**Stored data:**
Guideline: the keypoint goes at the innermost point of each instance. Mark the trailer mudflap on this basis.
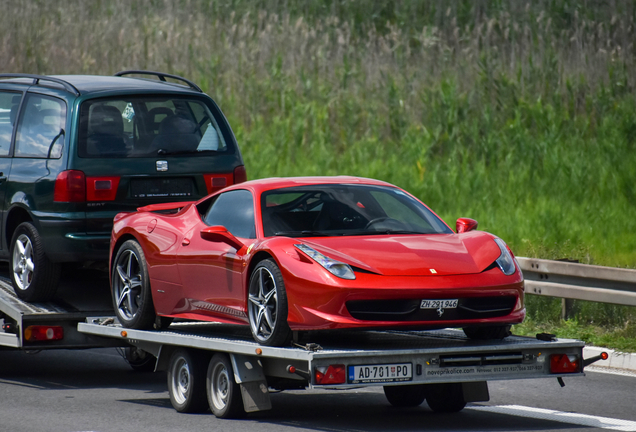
(249, 374)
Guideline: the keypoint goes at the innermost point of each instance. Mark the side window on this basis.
(41, 128)
(235, 211)
(9, 103)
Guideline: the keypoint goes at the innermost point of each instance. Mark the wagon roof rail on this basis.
(37, 78)
(162, 77)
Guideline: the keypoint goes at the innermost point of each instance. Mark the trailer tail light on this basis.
(240, 175)
(101, 188)
(334, 374)
(215, 182)
(43, 333)
(70, 186)
(564, 363)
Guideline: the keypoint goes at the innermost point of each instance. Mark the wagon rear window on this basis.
(139, 126)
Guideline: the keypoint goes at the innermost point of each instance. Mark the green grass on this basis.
(518, 114)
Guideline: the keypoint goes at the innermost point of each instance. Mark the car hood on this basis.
(412, 255)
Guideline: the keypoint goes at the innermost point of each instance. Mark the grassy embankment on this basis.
(518, 115)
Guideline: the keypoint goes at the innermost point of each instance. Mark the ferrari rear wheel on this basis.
(488, 332)
(132, 299)
(267, 305)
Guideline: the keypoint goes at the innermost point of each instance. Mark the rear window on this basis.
(145, 126)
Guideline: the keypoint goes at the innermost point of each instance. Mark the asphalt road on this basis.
(96, 390)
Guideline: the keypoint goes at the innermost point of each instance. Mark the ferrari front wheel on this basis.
(132, 299)
(267, 305)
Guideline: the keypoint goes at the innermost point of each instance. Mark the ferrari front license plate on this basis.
(436, 304)
(381, 373)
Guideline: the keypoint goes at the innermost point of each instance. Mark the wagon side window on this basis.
(235, 211)
(41, 128)
(9, 103)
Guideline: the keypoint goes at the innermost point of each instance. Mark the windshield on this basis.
(330, 210)
(148, 126)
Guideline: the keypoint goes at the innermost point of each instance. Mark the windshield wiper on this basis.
(383, 232)
(305, 233)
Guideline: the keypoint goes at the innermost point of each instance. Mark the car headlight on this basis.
(505, 261)
(334, 267)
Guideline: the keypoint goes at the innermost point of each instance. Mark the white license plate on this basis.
(381, 373)
(436, 304)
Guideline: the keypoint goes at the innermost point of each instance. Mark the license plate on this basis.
(436, 304)
(161, 188)
(381, 373)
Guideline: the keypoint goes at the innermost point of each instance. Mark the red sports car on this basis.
(294, 254)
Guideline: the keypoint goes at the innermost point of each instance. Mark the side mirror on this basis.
(220, 234)
(465, 225)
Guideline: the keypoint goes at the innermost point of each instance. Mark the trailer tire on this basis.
(224, 394)
(405, 395)
(33, 275)
(186, 381)
(445, 398)
(488, 332)
(267, 305)
(130, 286)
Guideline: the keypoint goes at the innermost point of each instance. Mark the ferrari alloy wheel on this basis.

**What the task asks:**
Can you restate all the records above word for word while dropping the pictures?

**Exercise solution:**
Guideline: the keypoint goes at the innermost point of each instance. Mark the trailer mudflap on this basis.
(249, 374)
Guideline: the keypoint goes at the innermost point of each instance. Mark the side window on this basis.
(41, 128)
(235, 211)
(9, 103)
Guideline: the keypoint goes at the innermost point of each instance. Mark the wagon roof rail on this basis.
(37, 78)
(162, 77)
Guideline: the keypoint goes at the innermost point of each instance. Mark the trailer tail light on this basis.
(240, 175)
(101, 188)
(334, 374)
(215, 182)
(43, 333)
(70, 186)
(564, 363)
Guideline: the keypoint goes at the innermost point of each instance. Mark the wagon rear window on this basis.
(139, 126)
Guideline: the keypoint goes at the innermost point of each instance. Mark the green grass on this basis.
(518, 114)
Guideline: the keypoint goes at the innermost point of each instance. Mark the car hood on this basis.
(412, 255)
Guideline: the keypoint goes at the innermost point of each instance. Mark the grassy embankment on this basis.
(518, 115)
Guideline: the keypoint goes at the innermost point of each instance. Mark the ferrari rear wheel on this basis.
(488, 332)
(132, 299)
(267, 305)
Guideline: the keypoint goes at the innermost point of each instance. Mark the rear window on this basis.
(145, 126)
Guideline: the keypoint goes at the innermost point of each instance. Mark the asphalt road on this basis.
(96, 390)
Guideline: the keypoint goes at the innermost point of each instance. Mark the ferrari front wheel on this basis.
(132, 299)
(267, 305)
Guideline: the keypoint goes at the innermost point of each instance. Mark the ferrari front license plate on this basis.
(436, 304)
(381, 373)
Guideline: the keypoint goes at the innermost point of each instance. Mark the wagon side window on this basis.
(235, 211)
(41, 128)
(9, 103)
Guideline: the keypoint goes at the innermost point of each instance. Mark the windshield on this basis.
(330, 210)
(148, 126)
Guideline: the keypoint goes at the innermost point of each instance. Mark the windshield wiper on this basis.
(383, 232)
(305, 233)
Guideline: the keypoint goes at the innermost point of each instance. Mark the car headlight on this basis.
(505, 261)
(334, 267)
Guideline: the keypoint goes at the innermost point of each instance. Mark the white license plate on this basis.
(381, 373)
(436, 304)
Guideline: the keypoint goes at the innermost point of each instance. Mark the license plate on this basis.
(436, 304)
(161, 188)
(381, 373)
Guideline: the keypoint goes at the innermost point of each instance. Mark the red sports car on this basis.
(294, 254)
Guideline: the keypoint goes at the innermost point of each instance. Mark the side mirror on this basis.
(220, 234)
(465, 225)
Guideline: the keypoint goes at the innermost point of each instance. Mark the trailer tire on this basis.
(224, 394)
(405, 395)
(33, 275)
(186, 381)
(445, 398)
(488, 332)
(267, 305)
(130, 286)
Guideline: the keypoint goes at the innermost point of each instance. Mark the ferrari alloy wheel on this basis.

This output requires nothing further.